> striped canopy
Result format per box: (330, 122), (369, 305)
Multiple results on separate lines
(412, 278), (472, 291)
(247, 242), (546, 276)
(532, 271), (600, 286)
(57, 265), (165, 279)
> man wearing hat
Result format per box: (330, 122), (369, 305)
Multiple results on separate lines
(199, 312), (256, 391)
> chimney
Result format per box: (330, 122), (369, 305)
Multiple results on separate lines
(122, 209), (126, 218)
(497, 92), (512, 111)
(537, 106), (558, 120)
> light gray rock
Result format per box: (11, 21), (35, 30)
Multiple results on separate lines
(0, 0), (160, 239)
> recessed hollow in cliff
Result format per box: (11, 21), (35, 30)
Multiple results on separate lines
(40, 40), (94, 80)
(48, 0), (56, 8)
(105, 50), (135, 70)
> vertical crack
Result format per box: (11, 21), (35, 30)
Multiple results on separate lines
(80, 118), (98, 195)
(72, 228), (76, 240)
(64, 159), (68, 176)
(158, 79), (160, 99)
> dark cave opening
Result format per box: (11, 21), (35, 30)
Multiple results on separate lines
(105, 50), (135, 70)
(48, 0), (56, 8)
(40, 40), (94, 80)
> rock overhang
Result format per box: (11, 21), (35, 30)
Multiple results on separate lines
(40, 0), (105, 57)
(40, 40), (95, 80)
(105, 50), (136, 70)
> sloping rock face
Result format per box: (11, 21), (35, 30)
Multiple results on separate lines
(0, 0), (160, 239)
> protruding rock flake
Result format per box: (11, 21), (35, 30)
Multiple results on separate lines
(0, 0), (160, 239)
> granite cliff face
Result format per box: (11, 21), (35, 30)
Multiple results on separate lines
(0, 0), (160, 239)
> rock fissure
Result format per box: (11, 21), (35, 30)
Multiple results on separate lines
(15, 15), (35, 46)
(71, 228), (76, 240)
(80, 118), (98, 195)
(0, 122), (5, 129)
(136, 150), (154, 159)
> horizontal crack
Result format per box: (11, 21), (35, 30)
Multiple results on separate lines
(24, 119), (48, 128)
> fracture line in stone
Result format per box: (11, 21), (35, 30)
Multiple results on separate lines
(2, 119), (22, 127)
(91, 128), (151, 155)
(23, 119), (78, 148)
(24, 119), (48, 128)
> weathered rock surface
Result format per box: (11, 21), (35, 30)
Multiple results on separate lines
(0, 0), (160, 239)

▬▬▬▬▬▬▬▬▬▬

- [Task brief] Search the data for the string "cliff". List each line that has it.

- [Response to this exercise]
> recessed hollow in cliff
> granite cliff face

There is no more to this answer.